Page extract:
+-------+

After around six weeks she went for an endoscopy and said she could see her oesophagus was “not in very good shape”. It was inflamed and seemed to be ulcerated and bleeding in places.
As a result of what was seen on the endoscope the medication dose she was taking was increased.
However, Liz did start to become concerned, saying: “I did begin to think at that point is there something really wrong? But I felt absolutely perfectly alright - I couldn’t believe I could have cancer and feel fine. I was in perfectly good health.”
“I had a week of thinking it could be serious.”
She then got a call to go to a clinic.
Speaking of the moment she found out she had cancer, Liz said: “It was such a speedy turn around that I did begin to worry and I thought this doesn’t sound like good news, and I walked into the clinic I could tell from the faces that greeted me that it wasn’t good news.
It was cytosponge inventor Professor Rebecca Fitzgerald who broke the news.

+-------+

Supplied data:
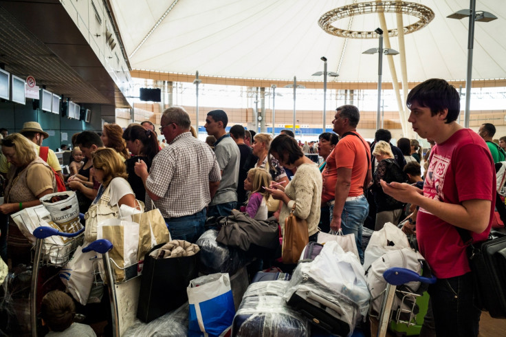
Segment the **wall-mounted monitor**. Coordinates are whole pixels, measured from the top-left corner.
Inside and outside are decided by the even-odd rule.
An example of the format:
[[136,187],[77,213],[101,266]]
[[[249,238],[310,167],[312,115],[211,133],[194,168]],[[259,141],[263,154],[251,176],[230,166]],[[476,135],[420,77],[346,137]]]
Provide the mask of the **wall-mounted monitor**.
[[75,105],[74,106],[74,118],[78,120],[80,115],[80,112],[81,112],[81,107],[78,105]]
[[60,96],[53,94],[53,105],[51,111],[53,113],[60,113]]
[[10,89],[9,73],[0,69],[0,98],[8,100]]
[[26,104],[25,85],[23,78],[14,75],[10,76],[10,100],[19,104]]
[[162,101],[161,89],[140,88],[139,89],[139,94],[140,100],[148,102]]
[[41,89],[41,108],[44,111],[51,112],[53,105],[53,94],[45,89]]
[[74,118],[74,111],[76,109],[76,105],[74,102],[70,101],[67,103],[67,117],[68,117],[69,118]]
[[86,109],[86,114],[85,115],[85,122],[89,123],[91,121],[91,110],[89,109]]

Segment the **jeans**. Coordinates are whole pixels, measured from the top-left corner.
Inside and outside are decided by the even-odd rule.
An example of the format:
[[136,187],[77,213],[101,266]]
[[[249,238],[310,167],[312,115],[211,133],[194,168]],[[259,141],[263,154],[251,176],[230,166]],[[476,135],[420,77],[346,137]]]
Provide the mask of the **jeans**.
[[[330,212],[330,221],[332,222],[332,214],[334,211],[334,206],[329,207]],[[344,208],[341,214],[341,229],[342,234],[353,234],[355,242],[357,244],[358,256],[360,257],[360,263],[364,264],[364,250],[362,249],[362,230],[364,227],[364,221],[367,217],[369,212],[369,204],[367,199],[361,197],[351,202],[344,203]]]
[[237,207],[237,202],[226,202],[209,206],[208,217],[228,217],[232,214],[232,210]]
[[165,218],[173,240],[186,240],[195,243],[204,232],[206,208],[184,217]]
[[438,279],[428,292],[438,337],[478,336],[481,311],[474,304],[472,273]]

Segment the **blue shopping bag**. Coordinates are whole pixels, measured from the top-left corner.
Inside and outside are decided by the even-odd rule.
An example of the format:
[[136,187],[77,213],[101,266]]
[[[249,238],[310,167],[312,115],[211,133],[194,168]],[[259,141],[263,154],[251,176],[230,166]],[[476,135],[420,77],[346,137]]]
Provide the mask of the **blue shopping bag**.
[[232,325],[235,315],[228,274],[212,274],[192,280],[188,336],[218,336]]

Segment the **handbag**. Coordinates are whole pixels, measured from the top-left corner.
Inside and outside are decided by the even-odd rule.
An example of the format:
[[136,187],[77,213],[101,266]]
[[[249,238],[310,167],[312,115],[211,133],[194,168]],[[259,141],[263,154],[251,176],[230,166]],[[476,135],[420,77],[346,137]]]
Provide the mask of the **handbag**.
[[318,243],[324,244],[327,242],[335,241],[339,244],[344,252],[351,252],[358,258],[358,250],[357,250],[357,243],[355,241],[355,235],[353,234],[342,233],[342,229],[339,228],[337,232],[331,230],[329,233],[324,233],[320,232],[317,242]]
[[285,236],[283,239],[281,259],[286,264],[296,263],[304,248],[309,242],[307,221],[295,216],[295,206],[285,219]]
[[188,301],[186,287],[198,276],[200,252],[190,257],[156,259],[150,255],[165,243],[155,246],[144,257],[137,318],[148,323]]

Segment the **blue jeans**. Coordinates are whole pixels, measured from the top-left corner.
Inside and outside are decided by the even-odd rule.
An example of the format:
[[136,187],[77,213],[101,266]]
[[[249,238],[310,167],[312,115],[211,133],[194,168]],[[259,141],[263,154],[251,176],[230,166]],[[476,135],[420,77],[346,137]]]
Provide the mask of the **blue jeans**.
[[[332,213],[334,211],[334,206],[329,207],[330,212],[330,221],[332,222]],[[362,230],[364,227],[364,221],[369,213],[369,204],[367,199],[361,197],[351,202],[344,203],[344,208],[341,214],[341,229],[344,235],[353,234],[355,242],[357,243],[358,256],[360,257],[360,263],[364,264],[364,250],[362,249]]]
[[173,240],[186,240],[195,243],[204,232],[206,208],[191,215],[165,218]]
[[481,311],[474,304],[472,273],[438,279],[428,292],[438,337],[478,336]]
[[208,217],[228,217],[232,210],[237,207],[237,202],[226,202],[209,206]]

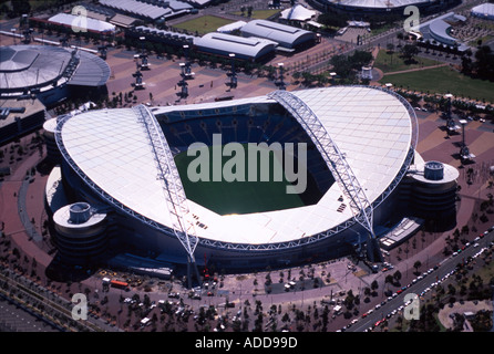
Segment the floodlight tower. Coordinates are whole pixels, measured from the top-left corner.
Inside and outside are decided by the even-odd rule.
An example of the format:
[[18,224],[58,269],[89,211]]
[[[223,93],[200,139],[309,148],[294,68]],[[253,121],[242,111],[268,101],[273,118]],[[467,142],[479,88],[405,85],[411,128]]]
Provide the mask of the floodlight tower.
[[11,28],[10,29],[10,32],[12,32],[12,37],[13,37],[13,45],[16,45],[17,43],[16,43],[16,28]]
[[[138,58],[142,60],[141,61],[141,70],[148,70],[150,63],[147,62],[147,54],[144,50],[144,41],[146,40],[146,38],[140,37],[138,39],[141,40],[141,54],[138,54]],[[138,62],[138,60],[137,60],[137,62]]]
[[185,65],[182,70],[183,75],[185,75],[185,79],[194,79],[194,73],[191,70],[191,61],[188,60],[188,51],[189,46],[188,44],[184,44],[184,53],[185,53]]
[[470,153],[469,147],[465,142],[465,125],[467,124],[466,119],[461,119],[460,124],[462,125],[462,145],[460,147],[460,157],[463,160],[470,160],[474,157],[473,154]]
[[181,96],[181,98],[186,98],[188,96],[188,84],[185,81],[186,80],[186,74],[185,74],[185,63],[179,63],[179,66],[182,67],[182,80],[178,82],[178,86],[182,87],[181,93],[178,94]]
[[446,132],[447,136],[450,136],[450,132],[454,131],[454,119],[451,114],[451,98],[453,95],[451,93],[444,95],[445,98],[447,98],[447,107],[446,107]]
[[134,87],[135,90],[143,90],[145,82],[143,82],[143,73],[140,70],[140,65],[138,63],[136,63],[137,70],[135,71],[135,73],[132,74],[132,76],[135,77],[135,83],[134,83]]

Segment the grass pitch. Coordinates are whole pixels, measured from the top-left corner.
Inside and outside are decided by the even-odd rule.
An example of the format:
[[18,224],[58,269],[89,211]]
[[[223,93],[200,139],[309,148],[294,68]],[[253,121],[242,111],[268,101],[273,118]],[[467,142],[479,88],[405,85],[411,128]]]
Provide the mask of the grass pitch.
[[[209,146],[209,166],[213,166],[212,149]],[[247,145],[244,145],[244,150],[245,156],[247,156]],[[270,155],[271,163],[280,164],[274,158],[272,152]],[[181,175],[185,194],[188,199],[219,215],[263,212],[305,206],[299,195],[286,192],[289,181],[285,176],[282,181],[274,181],[272,176],[270,176],[269,181],[260,181],[260,178],[257,178],[257,181],[248,181],[247,165],[245,168],[246,181],[229,183],[224,178],[222,178],[222,181],[213,181],[213,168],[209,168],[209,181],[192,181],[187,176],[187,169],[195,158],[197,157],[187,156],[187,152],[175,156],[175,165]],[[229,159],[231,159],[229,156],[223,157],[222,168]],[[259,165],[258,162],[258,171]],[[272,166],[270,164],[271,171]]]

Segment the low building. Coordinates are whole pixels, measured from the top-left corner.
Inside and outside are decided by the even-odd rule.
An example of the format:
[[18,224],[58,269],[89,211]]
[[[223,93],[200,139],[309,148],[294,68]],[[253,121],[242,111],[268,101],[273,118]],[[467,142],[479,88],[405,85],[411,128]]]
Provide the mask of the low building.
[[316,33],[296,27],[281,24],[267,20],[253,20],[240,29],[243,37],[264,38],[275,41],[279,46],[296,50],[312,45]]
[[275,52],[276,42],[260,38],[243,38],[226,33],[207,33],[194,39],[194,45],[199,52],[228,58],[260,61]]

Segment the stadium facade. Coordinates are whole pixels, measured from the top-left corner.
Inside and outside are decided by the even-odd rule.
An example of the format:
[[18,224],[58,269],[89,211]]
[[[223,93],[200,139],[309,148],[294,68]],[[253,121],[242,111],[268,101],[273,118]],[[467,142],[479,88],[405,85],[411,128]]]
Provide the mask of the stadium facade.
[[[225,144],[306,143],[310,200],[289,209],[219,215],[188,198],[174,157],[193,143],[210,145],[213,134],[222,134]],[[92,244],[169,264],[194,260],[226,272],[358,252],[402,220],[410,204],[402,181],[410,191],[408,175],[416,173],[413,108],[393,92],[367,86],[89,111],[59,117],[54,139],[62,164],[47,184],[51,215],[61,205],[84,202],[105,219],[104,228],[84,233]],[[420,183],[425,188],[426,178]],[[66,241],[66,220],[53,222],[63,229],[62,257],[97,261],[94,249],[74,259],[68,244],[81,242]],[[111,230],[106,237],[104,229]]]

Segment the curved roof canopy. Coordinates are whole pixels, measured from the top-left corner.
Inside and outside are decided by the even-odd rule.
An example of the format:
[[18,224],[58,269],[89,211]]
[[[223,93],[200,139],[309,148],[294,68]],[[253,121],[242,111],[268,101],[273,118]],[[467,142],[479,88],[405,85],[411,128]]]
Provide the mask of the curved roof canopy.
[[[370,87],[327,87],[292,92],[317,115],[342,152],[371,204],[383,200],[406,171],[414,149],[415,116],[404,100]],[[267,96],[186,106],[156,107],[153,114],[236,108],[277,104]],[[200,113],[200,114],[202,114]],[[104,192],[136,214],[173,226],[173,216],[157,180],[148,136],[132,108],[89,111],[59,123],[58,144],[65,159]],[[415,133],[414,133],[415,132]],[[207,228],[197,237],[215,242],[274,244],[326,232],[353,219],[341,207],[340,186],[333,184],[316,204],[300,208],[220,216],[188,200]],[[344,197],[343,197],[344,199]],[[348,204],[348,200],[343,202]]]

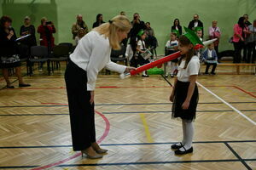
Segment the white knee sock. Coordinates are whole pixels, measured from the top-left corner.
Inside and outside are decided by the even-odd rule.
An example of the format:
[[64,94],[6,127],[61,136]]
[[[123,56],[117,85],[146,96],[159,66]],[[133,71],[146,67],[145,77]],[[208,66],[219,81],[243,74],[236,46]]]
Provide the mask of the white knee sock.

+-------+

Assignment 1:
Do these statements agree with the diagnosis passage? Answer yes or no for each, and quote the deciding words. (a) After the endoscopy, Liz's medication dose was reduced. (b) Liz felt unwell before she learned she had cancer. (c) Professor Rebecca Fitzgerald was the one who broke the news.
Assignment 2:
Can you reproduce the diagnosis passage word for word between "However, Liz did" and "broke the news.", inclusive?
The material plays no part in this.

Reply 1:
(a) No: "the medication dose she was taking was increased"
(b) No: "But I felt absolutely perfectly alright"
(c) Yes: "It was cytosponge inventor Professor Rebecca Fitzgerald who broke the news."

Reply 2:
However, Liz did start to become concerned, saying: “I did begin to think at that point is there something really wrong? But I felt absolutely perfectly alright - I couldn’t believe I could have cancer and feel fine. I was in perfectly good health.”
“I had a week of thinking it could be serious.”
She then got a call to go to a clinic.
Speaking of the moment she found out she had cancer, Liz said: “It was such a speedy turn around that I did begin to worry and I thought this doesn’t sound like good news, and I walked into the clinic I could tell from the faces that greeted me that it wasn’t good news.
It was cytosponge inventor Professor Rebecca Fitzgerald who broke the news.